▶ _文書抜粋_

写真左よりレコチョク代表取締役社長・板橋徹氏、NexTone代表取締役CEO・阿南雅浩氏
著作権を保有していない2社だからできること、その可能性
エッグス が運営するインディーズ音楽プラットフォーム「Eggs」は、これまで約3万組以上のアーティスト登録があり、すでに約2700組がメジャーからリリースしている。こうした次世代アーティストへのサポート には、NexTone側にも大きなメリットがある。インディーズで活動し始めたアーティストへの活動支援を早期にすることで、著作権管理やその他サポートが必要なことをレコチョクとNexToneへ相談し、任せてくれるアーティストの増加にもつながるというわけだ。
NexTone・阿南雅浩氏
一方で、NexToneは今の時代に合った著作権管理を目的にし、正確性と公平性、透明性を持った管理で「権利者から選ばれる」管理会社を標榜している。「権利」はあくまでもクリエイターなどの著作権者にあり、NexToneは保有しない。
旧来のシステムと、新たなシステムと…そのどちらにも強みがあり、選択はアーティストに委ねられる。新旧さまざまな業態が生まれ切磋琢磨していくことは、より音楽業界が良い方向へ進むためのエンジンとなり得る。
街から音楽が消えた?「だからこそ権利関係の環境整備をしっかりしていなければならない」
レコチョク・板橋徹氏
続けて「70~80年代のシティポップの再ブームやアーティスト・楽曲の新たなヒット創出など、ビジネスチャンスは非常に増えていると感じます。レコチョクがNexToneとタッグを組むことで、アーティストにとっても音楽市場にとっても新しい可能性が生まれるのではないかと考えています」と展望を明かす。
「レコチョクは個人向けだけではなく、法人向けの音楽配信サービスも展開しています。カラオケや結婚式場、飲食店等の店舗での音楽・動画利用において、権利者への最適な分配と利便性向上を両軸で実現するため、パートナー企業とともに、Win-Winのビジネスモデルを構築し環境を整備してきました。そういったビジネスモデルもNexToneとの資本業務提携により加速度的に展開していくことができると、より音楽市場の活性化に貢献できると考えている」(板橋氏)
さらには、スマホの普及により、ゲーム、SNS、サブスク映画・ドラマの台頭で、人間一人あたりの可処分時間の奪い合いになり、音楽も「エンタメの消費時間の取り合い」に巻き込まれた。
「競合が増えている中で、音楽ってこのままでいいのかと思ったりもします。どんどん新たな音楽体験の在り方を模索しなければならないが、他のエンタメと比べると、変化が遅い気がします。もっと音楽体験の環境整備をしないと、他のエンタメに取って代わられてしまうのではないか、という危機感があります。レコチョクは社員の4割以上がエンジニアで、web3や生成AIなど最新技術を活用しながら新しい音楽体験やサービスの創出を続けています。こういった技術活用で課題解決できることがないかを考えています。たとえば、ブロックチェーンを活用した著作権管理や、AIで作られた楽曲の検知ができないか、など。NexToneとタッグを組むことでできることも増えるので、新規事業の可能性も模索していきたい」(板橋氏)

ポイント配置記録
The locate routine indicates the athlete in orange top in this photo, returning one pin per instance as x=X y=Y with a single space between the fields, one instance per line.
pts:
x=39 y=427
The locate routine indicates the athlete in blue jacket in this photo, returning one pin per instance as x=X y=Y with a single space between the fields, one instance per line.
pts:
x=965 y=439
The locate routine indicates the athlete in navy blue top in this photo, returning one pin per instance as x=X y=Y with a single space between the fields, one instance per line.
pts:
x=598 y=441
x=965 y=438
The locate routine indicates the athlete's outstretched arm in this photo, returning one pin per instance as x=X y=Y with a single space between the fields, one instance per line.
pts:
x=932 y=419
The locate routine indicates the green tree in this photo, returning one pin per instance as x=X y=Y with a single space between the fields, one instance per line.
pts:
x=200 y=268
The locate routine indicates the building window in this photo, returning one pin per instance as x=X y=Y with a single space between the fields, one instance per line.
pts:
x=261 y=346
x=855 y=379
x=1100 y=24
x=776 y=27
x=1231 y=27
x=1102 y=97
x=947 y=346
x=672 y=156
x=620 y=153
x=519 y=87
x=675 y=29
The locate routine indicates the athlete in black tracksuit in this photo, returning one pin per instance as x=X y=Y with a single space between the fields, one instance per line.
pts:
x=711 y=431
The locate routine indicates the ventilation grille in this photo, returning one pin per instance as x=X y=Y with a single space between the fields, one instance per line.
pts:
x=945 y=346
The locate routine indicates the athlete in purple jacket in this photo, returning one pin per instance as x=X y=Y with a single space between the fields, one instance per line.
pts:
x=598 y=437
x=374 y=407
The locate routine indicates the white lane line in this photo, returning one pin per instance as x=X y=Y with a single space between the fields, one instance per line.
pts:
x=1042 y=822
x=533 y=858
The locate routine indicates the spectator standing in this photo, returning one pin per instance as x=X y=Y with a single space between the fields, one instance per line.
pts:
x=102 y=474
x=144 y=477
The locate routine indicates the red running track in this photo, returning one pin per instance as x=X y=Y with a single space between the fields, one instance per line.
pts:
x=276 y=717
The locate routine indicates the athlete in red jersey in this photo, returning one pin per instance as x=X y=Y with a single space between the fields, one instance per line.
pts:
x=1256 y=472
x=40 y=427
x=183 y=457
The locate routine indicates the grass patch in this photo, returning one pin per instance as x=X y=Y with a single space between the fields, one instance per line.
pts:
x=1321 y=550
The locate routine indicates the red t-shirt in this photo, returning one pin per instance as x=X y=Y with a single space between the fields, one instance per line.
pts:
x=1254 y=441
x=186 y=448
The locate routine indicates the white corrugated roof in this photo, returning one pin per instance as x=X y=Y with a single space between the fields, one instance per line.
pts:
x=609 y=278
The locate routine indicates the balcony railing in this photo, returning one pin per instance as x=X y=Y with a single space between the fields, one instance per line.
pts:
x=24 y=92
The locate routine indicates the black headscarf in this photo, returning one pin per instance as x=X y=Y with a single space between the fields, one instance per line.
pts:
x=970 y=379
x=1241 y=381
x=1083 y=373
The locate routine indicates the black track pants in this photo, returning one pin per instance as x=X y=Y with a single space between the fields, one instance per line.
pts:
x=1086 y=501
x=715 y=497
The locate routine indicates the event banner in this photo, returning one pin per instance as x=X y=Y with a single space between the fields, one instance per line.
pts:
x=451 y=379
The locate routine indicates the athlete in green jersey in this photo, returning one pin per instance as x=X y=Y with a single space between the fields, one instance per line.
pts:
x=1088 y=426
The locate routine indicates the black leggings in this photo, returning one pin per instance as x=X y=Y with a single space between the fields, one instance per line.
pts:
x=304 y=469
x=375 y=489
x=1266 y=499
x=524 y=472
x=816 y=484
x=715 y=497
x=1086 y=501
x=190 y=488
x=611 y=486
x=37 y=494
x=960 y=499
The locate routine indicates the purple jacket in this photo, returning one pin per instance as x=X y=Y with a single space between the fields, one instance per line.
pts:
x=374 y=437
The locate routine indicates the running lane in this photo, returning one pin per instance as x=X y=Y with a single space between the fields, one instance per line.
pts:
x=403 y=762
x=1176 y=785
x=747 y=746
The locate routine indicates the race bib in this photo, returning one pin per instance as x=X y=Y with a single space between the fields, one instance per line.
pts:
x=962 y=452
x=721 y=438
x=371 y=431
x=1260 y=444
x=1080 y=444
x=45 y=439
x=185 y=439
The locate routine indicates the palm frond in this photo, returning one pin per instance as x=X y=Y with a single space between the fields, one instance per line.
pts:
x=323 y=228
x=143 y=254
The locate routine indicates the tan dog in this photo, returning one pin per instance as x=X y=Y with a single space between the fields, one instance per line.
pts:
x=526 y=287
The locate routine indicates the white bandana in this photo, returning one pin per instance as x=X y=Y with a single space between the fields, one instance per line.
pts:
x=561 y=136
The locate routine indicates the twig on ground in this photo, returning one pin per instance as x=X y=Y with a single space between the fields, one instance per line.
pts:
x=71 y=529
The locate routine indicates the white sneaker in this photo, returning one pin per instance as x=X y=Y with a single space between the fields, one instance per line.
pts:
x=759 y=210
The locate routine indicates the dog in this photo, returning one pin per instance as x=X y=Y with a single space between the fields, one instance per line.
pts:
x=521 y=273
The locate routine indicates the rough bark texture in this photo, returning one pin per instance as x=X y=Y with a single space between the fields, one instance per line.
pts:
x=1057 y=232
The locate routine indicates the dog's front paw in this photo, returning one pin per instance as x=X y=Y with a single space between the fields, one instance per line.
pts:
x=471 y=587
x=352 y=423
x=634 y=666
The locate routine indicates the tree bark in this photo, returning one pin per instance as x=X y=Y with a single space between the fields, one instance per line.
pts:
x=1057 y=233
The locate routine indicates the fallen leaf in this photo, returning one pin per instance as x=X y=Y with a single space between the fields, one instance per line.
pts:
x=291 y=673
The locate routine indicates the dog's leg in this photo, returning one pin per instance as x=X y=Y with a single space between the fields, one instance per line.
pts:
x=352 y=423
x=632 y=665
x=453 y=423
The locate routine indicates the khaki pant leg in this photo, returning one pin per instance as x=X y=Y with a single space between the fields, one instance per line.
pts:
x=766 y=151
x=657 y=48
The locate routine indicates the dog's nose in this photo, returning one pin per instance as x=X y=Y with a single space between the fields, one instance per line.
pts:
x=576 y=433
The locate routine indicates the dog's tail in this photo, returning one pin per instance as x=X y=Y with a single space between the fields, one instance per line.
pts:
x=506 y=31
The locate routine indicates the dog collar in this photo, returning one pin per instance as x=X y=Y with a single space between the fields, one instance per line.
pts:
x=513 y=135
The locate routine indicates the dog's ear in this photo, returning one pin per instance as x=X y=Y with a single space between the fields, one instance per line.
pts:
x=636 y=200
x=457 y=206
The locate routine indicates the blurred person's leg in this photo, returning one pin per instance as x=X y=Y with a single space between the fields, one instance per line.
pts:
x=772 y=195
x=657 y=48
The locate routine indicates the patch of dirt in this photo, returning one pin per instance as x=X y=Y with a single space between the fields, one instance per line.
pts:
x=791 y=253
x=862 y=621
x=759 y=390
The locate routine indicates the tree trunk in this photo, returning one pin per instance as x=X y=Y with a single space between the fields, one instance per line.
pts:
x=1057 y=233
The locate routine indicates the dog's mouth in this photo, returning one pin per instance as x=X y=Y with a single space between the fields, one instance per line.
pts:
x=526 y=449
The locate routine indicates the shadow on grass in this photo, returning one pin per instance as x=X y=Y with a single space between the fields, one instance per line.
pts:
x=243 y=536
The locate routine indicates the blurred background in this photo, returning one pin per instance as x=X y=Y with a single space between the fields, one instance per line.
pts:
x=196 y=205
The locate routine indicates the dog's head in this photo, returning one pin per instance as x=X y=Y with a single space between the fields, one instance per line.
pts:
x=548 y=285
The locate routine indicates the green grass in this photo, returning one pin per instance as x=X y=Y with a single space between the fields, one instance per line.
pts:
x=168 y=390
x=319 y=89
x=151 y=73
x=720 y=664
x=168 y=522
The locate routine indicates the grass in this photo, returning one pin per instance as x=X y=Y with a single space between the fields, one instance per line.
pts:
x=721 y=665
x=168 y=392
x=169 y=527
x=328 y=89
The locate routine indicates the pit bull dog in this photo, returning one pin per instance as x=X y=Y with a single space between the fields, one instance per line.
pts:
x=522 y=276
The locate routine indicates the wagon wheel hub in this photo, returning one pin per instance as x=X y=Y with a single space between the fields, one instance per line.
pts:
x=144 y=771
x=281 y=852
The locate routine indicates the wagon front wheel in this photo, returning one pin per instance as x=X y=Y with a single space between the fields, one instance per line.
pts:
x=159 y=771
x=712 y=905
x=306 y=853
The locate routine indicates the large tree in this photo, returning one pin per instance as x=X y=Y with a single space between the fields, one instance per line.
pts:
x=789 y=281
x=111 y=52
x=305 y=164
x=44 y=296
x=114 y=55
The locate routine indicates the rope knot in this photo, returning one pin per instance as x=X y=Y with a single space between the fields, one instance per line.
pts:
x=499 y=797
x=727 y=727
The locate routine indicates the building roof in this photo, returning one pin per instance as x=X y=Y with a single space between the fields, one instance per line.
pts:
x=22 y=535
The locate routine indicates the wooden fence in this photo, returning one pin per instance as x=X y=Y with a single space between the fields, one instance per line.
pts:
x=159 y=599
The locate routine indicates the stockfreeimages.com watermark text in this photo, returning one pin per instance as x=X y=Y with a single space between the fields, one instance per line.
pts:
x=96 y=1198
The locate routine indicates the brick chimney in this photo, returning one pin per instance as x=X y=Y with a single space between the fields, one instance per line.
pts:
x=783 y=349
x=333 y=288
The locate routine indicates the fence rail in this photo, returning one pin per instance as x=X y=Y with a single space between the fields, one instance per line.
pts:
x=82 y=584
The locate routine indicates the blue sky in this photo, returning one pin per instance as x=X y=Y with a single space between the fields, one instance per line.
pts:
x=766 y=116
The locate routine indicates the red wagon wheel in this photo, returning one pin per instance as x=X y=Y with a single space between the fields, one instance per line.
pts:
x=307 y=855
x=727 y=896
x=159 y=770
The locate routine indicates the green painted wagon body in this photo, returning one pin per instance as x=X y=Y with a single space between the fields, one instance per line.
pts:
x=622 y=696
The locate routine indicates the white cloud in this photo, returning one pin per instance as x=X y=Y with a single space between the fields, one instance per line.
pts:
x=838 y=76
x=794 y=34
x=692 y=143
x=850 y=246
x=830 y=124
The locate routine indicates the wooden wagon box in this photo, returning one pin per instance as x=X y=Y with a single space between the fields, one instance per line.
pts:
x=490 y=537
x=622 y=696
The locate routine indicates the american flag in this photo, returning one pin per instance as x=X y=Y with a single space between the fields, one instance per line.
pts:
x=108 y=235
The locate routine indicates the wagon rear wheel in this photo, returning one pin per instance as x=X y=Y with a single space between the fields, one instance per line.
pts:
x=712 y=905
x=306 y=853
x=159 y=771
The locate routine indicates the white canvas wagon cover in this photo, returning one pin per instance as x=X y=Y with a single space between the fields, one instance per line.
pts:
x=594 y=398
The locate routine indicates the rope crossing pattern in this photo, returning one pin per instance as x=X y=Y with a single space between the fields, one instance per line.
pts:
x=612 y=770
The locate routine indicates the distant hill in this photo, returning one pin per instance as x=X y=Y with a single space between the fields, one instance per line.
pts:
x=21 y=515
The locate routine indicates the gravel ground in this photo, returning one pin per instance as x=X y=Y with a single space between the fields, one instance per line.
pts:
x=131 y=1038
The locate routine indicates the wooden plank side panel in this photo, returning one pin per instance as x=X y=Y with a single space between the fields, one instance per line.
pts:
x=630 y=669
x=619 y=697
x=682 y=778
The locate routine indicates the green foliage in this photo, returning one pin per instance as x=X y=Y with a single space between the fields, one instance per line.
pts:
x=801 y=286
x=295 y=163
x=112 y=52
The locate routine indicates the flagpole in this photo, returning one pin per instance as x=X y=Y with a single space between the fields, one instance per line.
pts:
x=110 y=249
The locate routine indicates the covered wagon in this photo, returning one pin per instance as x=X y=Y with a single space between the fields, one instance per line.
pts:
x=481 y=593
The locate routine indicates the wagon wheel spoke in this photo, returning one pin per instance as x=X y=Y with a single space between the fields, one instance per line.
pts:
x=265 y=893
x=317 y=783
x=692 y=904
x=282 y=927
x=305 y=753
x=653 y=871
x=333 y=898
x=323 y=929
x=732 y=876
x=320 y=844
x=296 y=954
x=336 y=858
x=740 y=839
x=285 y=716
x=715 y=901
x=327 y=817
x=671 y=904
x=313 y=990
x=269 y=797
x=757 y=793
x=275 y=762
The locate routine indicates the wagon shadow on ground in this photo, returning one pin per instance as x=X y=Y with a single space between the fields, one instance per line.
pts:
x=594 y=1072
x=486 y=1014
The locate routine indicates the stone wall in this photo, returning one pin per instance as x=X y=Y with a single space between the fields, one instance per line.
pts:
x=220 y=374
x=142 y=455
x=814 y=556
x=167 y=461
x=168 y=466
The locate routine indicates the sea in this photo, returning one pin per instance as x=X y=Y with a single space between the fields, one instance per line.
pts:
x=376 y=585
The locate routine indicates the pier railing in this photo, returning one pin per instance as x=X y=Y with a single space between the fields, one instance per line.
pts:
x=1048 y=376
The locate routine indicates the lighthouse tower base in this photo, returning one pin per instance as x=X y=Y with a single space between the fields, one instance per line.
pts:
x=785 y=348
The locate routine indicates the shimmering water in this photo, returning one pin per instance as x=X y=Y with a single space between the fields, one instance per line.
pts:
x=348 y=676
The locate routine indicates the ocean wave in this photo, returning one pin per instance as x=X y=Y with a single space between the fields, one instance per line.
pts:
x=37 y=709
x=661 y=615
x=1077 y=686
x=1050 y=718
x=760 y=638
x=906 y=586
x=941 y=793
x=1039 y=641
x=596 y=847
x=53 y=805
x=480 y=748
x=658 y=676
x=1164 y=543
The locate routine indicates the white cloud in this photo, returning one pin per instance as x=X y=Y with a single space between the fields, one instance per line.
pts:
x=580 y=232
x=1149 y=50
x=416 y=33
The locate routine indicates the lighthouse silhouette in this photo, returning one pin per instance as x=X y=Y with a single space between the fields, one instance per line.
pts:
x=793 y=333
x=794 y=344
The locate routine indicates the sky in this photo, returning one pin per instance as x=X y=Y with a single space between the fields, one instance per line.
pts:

▶ _課題指示_
レコチョクとNexToneの提携に関する記事のうち、「街から音楽が消えた?「だから」から「えています」と展望を明かす。」までの部分を、両端を含めて一字一句違えずに書き出してください。

▶ _記述解答_
街から音楽が消えた?「だからこそ権利関係の環境整備をしっかりしていなければならない」
レコチョク・板橋徹氏
続けて「70~80年代のシティポップの再ブームやアーティスト・楽曲の新たなヒット創出など、ビジネスチャンスは非常に増えていると感じます。レコチョクがNexToneとタッグを組むことで、アーティストにとっても音楽市場にとっても新しい可能性が生まれるのではないかと考えています」と展望を明かす。